» PARTI DELL'ESERCIZIO:
**A)** Nel racconto sulla seduta di psicomotricità, in quale animale Igor dice di essersi trasformato?
**B)** Per favore, prosegui il racconto sulla seduta di psicomotricità a partire dalla sua ultima frase.

» TESTO FORNITO:
##########
Il piccolo Igor, lo chiamerò così, ieri è entrato nella sala della psicomotricità piuttosto agitato.

Si vede dai primi istanti che qualcosa “si muove” dentro di lui e non gli permette di aspettare quel tanto che basta per iniziare i giochi. Al mio via rompe il muro che avevo costruito per lui e per gli altri bambini del gruppo e comincia ad arrampicarsi sulla spalliera e a saltare ripetutamente. Dice che si è trasformato in un gatto… un gatto solitario che continua a girare per la stanza, prende un cestino pieno di palline e le butta per terra. Le palline si spargono velocemente sul pavimento mentre il “gattino” le raccoglie ad una ad una e le rimette nel cestino.

Così il gatto irrequieto decide di costruire una torre molto alta con i parallelepipedi a disposizione e chiede il mio aiuto per prendere il cestino delle palline e porlo sopra la torre, cosa che faccio con grande cura e attenzione.

A questo punto mi passa un telo azzurro e mi chiede di coprire il cestino delle palline, mi passa anche un parallelepipedo e mi chiede di metterlo sopra al telo; appena fatto questo, Igor esclama <AH!.. GRAZIE!> e comprendo che ciò che abbiamo fatto è stato molto importante per lui…

Questa sua esclamazione ha manifestato un cambiamento tonico-emozionale che gli ha permesso di entrare in relazione con l’adulto e successivamente con i pari.

In questo racconto si possono notare almeno due trasformazioni del bambino attraverso il gioco.
##########
» RIGHE DI DATI:
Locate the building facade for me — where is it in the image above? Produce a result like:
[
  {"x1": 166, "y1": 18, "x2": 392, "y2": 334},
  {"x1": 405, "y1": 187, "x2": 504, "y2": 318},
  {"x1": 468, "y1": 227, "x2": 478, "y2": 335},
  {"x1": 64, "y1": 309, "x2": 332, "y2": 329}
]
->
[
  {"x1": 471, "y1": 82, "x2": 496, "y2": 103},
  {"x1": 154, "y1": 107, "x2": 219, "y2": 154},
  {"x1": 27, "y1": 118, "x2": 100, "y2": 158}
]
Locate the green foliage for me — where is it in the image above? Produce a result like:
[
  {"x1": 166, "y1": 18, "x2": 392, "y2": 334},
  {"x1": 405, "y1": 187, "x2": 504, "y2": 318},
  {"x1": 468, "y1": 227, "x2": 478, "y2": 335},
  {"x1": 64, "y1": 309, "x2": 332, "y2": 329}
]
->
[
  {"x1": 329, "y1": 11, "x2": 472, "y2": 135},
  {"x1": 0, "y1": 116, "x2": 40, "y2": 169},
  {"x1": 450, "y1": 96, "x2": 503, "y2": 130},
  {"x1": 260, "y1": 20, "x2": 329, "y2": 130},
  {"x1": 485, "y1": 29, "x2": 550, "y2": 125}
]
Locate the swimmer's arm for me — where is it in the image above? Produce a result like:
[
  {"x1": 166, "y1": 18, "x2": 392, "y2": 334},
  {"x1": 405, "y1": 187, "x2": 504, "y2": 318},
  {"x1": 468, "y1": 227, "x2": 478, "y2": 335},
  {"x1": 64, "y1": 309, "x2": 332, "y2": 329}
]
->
##########
» RISPOSTE AI COMPITI:
**A)** In un gatto, un gatto solitario.

**B)**
La prima è avvenuta dopo un gioco sensomotorio (arrampicarsi e saltare) di rassicurazione profonda che permette il passaggio al simbolico: il bimbo si trasforma in gatto… prende le palline: come se fossero tante piccole parti di lui, che unisce nel cestino, e se ne prende cura mettendole al sicuro, lontano dagli altri in un posto dove nessuno a parte l’adulto di cui ha fiducia, può arrivare.

Così avvengono la seconda trasformazione e la nuova rassicurazione profonda: il bambino si apre al piacere di vivere il gioco e le relazioni con gli altri.

Se mi prendo cura di me, di tutte le parti di me, e formo la mia unità, posso esserci con gli altri, posso aprirmi al resto del mondo, alle relazioni ed anche agli apprendimenti.

Quanto è importante, quindi, non dare mai per scontato l’esserci “qui e ora” e lavorare sull’unità della persona…

Quando si vive un evento traumatico come per esempio la separazione dei propri genitori, il nostro “qui e ora” cambia, la base sicura costituita dalla nostra famiglia di origine comincia a vacillare e con loro le nostre certezze. La sensazione è che il mondo per come conosciuto fino a quel momento traumatico, improvvisamente e lentamente cominci a sgretolarsi.

La disciplina psicomotoria, in questi momenti difficili della vita, può offrire una grande opportunità di resilienza.

È creando uno spazio a disposizione del bambino, con tempi e materiali adeguati, che il piccolo può raccontarsi e rassicurarsi, anche senza l’utilizzo della parola. Ad accoglierlo c’è un adulto specificamente formato, accogliente e non giudicante che lavora con le risorse del bambino. La sua preparazione gli consente di osservare il bambino e sostenerlo, aprendo strade perché attraverso la rassicurazione possano manifestarsi trasformazioni tonico – emozionali che gli consentano di lavorare per ricostruire la sua “unità”.

Un adulto accogliente, e una sala, diventano un momentaneo (ma non troppo) sostituto delle basi sicure che in questo momento così difficile per lui sembrano vacillare.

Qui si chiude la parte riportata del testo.